Write out each of the following lines word for word, changing nothing.
START Records supplied
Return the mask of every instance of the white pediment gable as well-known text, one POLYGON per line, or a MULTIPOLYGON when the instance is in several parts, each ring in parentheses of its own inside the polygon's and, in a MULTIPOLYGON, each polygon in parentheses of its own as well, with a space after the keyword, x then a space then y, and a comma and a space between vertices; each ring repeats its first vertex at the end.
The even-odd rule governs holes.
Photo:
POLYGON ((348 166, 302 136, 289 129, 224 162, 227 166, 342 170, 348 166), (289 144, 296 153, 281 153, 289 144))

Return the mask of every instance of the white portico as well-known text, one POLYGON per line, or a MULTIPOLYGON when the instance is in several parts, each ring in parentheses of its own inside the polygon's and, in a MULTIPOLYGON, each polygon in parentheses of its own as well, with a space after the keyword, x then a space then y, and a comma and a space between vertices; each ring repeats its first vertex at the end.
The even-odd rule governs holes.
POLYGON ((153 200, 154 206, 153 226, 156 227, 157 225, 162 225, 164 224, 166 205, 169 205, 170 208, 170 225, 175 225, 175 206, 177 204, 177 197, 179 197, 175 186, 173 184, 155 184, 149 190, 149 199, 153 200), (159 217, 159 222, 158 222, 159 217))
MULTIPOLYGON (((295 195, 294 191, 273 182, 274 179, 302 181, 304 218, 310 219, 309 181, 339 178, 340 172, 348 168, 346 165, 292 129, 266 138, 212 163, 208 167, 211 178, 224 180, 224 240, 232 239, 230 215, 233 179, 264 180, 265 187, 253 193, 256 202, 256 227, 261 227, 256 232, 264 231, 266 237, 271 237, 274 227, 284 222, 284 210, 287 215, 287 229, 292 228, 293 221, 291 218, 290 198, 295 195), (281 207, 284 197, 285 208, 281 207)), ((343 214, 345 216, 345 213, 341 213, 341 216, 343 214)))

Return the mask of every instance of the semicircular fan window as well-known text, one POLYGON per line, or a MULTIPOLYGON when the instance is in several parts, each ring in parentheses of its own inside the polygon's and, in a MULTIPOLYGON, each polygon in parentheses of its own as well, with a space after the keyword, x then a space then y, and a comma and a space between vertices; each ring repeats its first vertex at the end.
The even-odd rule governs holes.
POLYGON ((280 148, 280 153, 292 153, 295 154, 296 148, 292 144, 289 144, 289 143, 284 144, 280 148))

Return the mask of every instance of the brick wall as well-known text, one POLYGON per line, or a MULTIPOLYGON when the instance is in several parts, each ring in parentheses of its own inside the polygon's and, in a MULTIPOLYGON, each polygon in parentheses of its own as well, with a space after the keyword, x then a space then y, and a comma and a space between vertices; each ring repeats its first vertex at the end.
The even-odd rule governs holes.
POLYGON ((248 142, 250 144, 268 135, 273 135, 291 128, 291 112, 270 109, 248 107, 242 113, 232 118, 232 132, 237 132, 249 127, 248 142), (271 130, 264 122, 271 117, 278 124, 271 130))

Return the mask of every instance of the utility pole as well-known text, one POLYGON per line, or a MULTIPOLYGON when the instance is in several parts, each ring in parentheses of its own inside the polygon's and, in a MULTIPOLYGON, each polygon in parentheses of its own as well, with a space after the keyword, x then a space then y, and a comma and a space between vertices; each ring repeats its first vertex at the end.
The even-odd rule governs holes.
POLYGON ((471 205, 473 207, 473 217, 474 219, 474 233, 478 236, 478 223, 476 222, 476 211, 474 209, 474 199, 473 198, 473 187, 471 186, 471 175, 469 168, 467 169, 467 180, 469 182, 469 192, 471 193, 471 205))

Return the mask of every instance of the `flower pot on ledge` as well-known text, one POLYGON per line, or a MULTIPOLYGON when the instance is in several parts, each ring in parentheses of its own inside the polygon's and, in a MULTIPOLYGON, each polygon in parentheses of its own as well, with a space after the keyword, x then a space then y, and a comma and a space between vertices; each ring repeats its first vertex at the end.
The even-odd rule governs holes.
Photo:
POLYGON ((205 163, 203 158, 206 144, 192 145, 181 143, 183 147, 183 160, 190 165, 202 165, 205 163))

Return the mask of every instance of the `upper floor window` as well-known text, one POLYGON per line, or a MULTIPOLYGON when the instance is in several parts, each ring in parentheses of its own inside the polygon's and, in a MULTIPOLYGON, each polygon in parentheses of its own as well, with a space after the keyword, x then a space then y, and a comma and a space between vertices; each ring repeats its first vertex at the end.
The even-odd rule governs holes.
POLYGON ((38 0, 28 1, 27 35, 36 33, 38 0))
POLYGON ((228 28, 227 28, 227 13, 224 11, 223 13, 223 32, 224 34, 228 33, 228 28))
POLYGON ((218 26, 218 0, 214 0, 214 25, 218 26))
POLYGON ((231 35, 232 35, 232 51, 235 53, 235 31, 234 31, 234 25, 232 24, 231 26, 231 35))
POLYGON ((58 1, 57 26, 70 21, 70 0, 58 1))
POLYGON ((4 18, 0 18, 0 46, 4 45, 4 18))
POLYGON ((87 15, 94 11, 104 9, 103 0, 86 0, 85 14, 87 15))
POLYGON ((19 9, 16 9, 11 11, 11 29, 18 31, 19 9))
END Records supplied
• **Finished answer**:
Return the mask of every instance of the white pediment gable as well-known text, one POLYGON per line, or a MULTIPOLYGON when the instance is in several parts, each ring in parentheses of its own inside the polygon's and, in a MULTIPOLYGON, each polygon in parentheses of its own as well, with a space after the keyword, x then a space then y, and a comma and a space between vertices; each ring repeats its first vertex at the end.
The even-odd rule governs holes.
Photo:
POLYGON ((348 166, 302 136, 289 129, 224 162, 227 166, 342 170, 348 166), (289 144, 296 153, 281 153, 289 144))

Return the mask of every instance of the white portico as well-known text, one POLYGON per line, or a MULTIPOLYGON when the instance is in several parts, each ring in parentheses of its own inside the polygon's and, in a MULTIPOLYGON, each polygon in parentheses of its own as well, with a space after the keyword, x then a space then y, and a comma and a space between vertices; each ring repeats its first vertex at the end.
The even-odd rule governs holes.
POLYGON ((153 200, 154 206, 153 226, 156 227, 157 225, 162 225, 164 224, 166 205, 169 205, 170 208, 170 225, 175 225, 175 206, 177 204, 177 197, 179 197, 175 186, 173 184, 155 184, 149 190, 149 199, 153 200), (159 217, 159 222, 158 222, 159 217))
MULTIPOLYGON (((295 195, 294 191, 273 182, 274 179, 302 181, 304 218, 310 219, 309 181, 339 178, 340 172, 348 168, 346 165, 292 129, 266 138, 212 163, 208 167, 211 178, 224 180, 224 240, 232 239, 230 215, 233 179, 264 180, 265 187, 253 193, 256 202, 256 227, 261 227, 256 232, 264 231, 266 237, 271 237, 274 227, 284 222, 284 210, 287 215, 287 229, 292 228, 293 221, 291 218, 290 198, 295 195), (281 207, 284 197, 285 208, 281 207)), ((343 214, 345 216, 345 213, 341 213, 341 216, 343 214)))

Return the mask of every instance of the semicircular fan window as well-known text, one POLYGON per line, or a MULTIPOLYGON when the instance is in several parts, each ring in parentheses of its own inside the polygon's and, in a MULTIPOLYGON, each polygon in parentheses of its own as well, with a space after the keyword, x then a space then y, and a comma and a space between vertices; each ring repeats its first vertex at the end.
The even-odd rule governs holes.
POLYGON ((280 148, 280 153, 292 153, 295 154, 296 148, 292 144, 289 144, 289 143, 284 144, 280 148))

Return the mask of every instance of the brick wall as well-known text, one POLYGON per line, or a MULTIPOLYGON when the instance is in several parts, each ring in parentheses of its own inside the polygon's and, in a MULTIPOLYGON, each polygon in parentheses of its own as well, with a space after the keyword, x then a space then y, and a comma and a space between vertices; each ring repeats its first vertex at the end.
The even-odd rule governs holes.
POLYGON ((248 142, 250 144, 268 135, 273 135, 291 128, 291 112, 270 109, 248 107, 242 113, 232 118, 232 132, 237 132, 249 127, 248 142), (271 130, 264 122, 271 117, 278 124, 271 130))

Return the mask of every instance of the utility pole as well-known text, one POLYGON per line, or a MULTIPOLYGON when the instance is in several parts, each ring in parentheses of its own inside the polygon's and, in a MULTIPOLYGON, each polygon in parentheses of its own as well, with a space after the keyword, x then a space then y, and a comma and a space between vertices; each ring repeats its first vertex at the end.
The even-odd rule governs holes.
POLYGON ((471 205, 473 207, 473 217, 474 219, 474 233, 478 236, 478 223, 476 222, 476 211, 474 209, 474 199, 473 198, 473 187, 471 186, 471 175, 469 168, 467 169, 467 180, 469 182, 469 192, 471 193, 471 205))

Return the mask of every instance of the `flower pot on ledge` as well-known text, one POLYGON per line, or a MULTIPOLYGON when the instance is in several parts, each ring in parentheses of its own inside the polygon's and, in a MULTIPOLYGON, each polygon in parentheses of its own as well, with a space after the keyword, x then a space then y, and a comma and a space between vertices; each ring repeats its first vertex at the end.
The even-odd rule governs holes.
Photo:
POLYGON ((205 163, 203 158, 206 144, 192 145, 181 143, 183 147, 183 160, 190 165, 202 165, 205 163))

Return the mask of every instance of the `upper floor window` as well-known text, one POLYGON per line, or a MULTIPOLYGON when the instance is in several parts, each ring in parentheses of its own inside the polygon's and, in a MULTIPOLYGON, each polygon in parentheses of its own as well, with a space after the keyword, x then a space then y, and a comma and a space between vertices; each ring repeats its first vertex at the end.
The even-odd rule governs holes.
POLYGON ((38 0, 28 1, 27 35, 36 33, 38 0))
POLYGON ((228 28, 227 28, 227 13, 224 11, 223 13, 223 32, 224 34, 228 33, 228 28))
POLYGON ((218 26, 218 0, 214 0, 214 25, 218 26))
POLYGON ((231 35, 232 35, 232 51, 235 53, 235 31, 234 31, 234 25, 232 24, 231 26, 231 35))
POLYGON ((58 1, 57 26, 70 21, 70 0, 58 1))
POLYGON ((4 18, 0 18, 0 46, 4 45, 4 18))
POLYGON ((87 15, 94 11, 104 9, 103 0, 86 0, 85 14, 87 15))
POLYGON ((19 9, 16 9, 11 11, 11 29, 18 31, 19 9))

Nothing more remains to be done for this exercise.